### DATASET RECORDS:
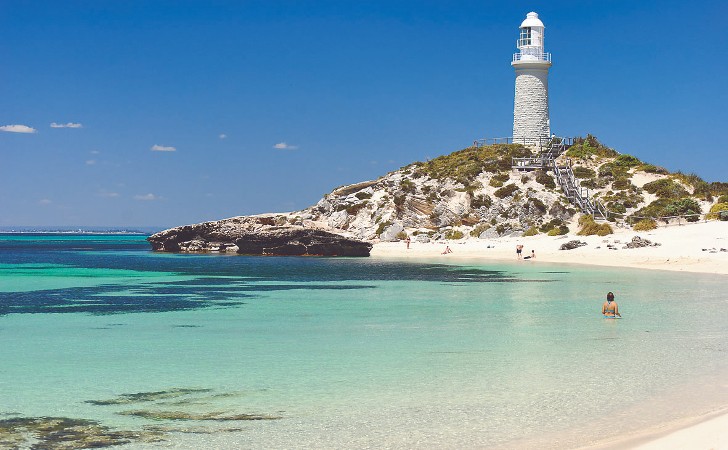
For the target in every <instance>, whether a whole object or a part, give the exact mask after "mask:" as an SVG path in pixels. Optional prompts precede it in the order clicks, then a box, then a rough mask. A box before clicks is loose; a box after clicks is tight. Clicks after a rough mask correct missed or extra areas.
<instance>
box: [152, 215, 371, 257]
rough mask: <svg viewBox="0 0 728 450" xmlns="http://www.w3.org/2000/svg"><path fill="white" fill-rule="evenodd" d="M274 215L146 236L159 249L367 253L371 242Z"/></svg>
mask: <svg viewBox="0 0 728 450" xmlns="http://www.w3.org/2000/svg"><path fill="white" fill-rule="evenodd" d="M275 222H276V221H275V218H269V217H251V218H235V219H227V220H222V221H218V222H205V223H200V224H195V225H185V226H182V227H176V228H170V229H169V230H165V231H161V232H159V233H156V234H153V235H152V236H149V237H148V238H147V241H149V243H150V244H151V245H152V249H153V250H155V251H159V252H173V253H178V252H183V253H209V252H214V253H218V252H219V253H233V252H234V253H239V254H245V255H286V256H296V255H312V256H369V252H370V250H371V249H372V244H370V243H368V242H362V241H358V240H356V239H350V238H347V237H344V236H341V235H338V234H334V233H329V232H327V231H323V230H317V229H308V228H303V227H297V226H275V225H274V224H275Z"/></svg>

### EXERCISE DETAILS:
Repeat the items above with "rough mask" switched to "coarse mask" wherever it occurs, changing nothing else and omitting the pictures.

### SOLUTION TO THIS TASK:
For the target in every <instance>, whether a whole object or a part, give the exact mask after "mask:" as an SVG path in pixels. Optional prompts precede it in the order clicks, then a box, then a coarse mask. A box before clicks is loose; a box after clicks is tight. Clicks after a coarse mask correct missed or extra areas.
<instance>
box: [152, 215, 371, 257]
coarse mask: <svg viewBox="0 0 728 450" xmlns="http://www.w3.org/2000/svg"><path fill="white" fill-rule="evenodd" d="M274 215L146 236L159 249L367 253L371 242Z"/></svg>
mask: <svg viewBox="0 0 728 450" xmlns="http://www.w3.org/2000/svg"><path fill="white" fill-rule="evenodd" d="M275 222H276V221H275V218H269V217H251V218H235V219H227V220H222V221H218V222H205V223H200V224H195V225H185V226H182V227H176V228H170V229H169V230H165V231H161V232H159V233H156V234H153V235H152V236H149V237H148V238H147V241H149V243H150V244H151V245H152V249H153V250H155V251H159V252H173V253H178V252H183V253H209V252H214V253H218V252H219V253H233V252H234V253H239V254H245V255H286V256H296V255H312V256H369V252H370V250H371V249H372V244H370V243H368V242H362V241H358V240H356V239H350V238H347V237H344V236H341V235H338V234H334V233H329V232H327V231H323V230H317V229H308V228H303V227H297V226H275V225H274V224H275Z"/></svg>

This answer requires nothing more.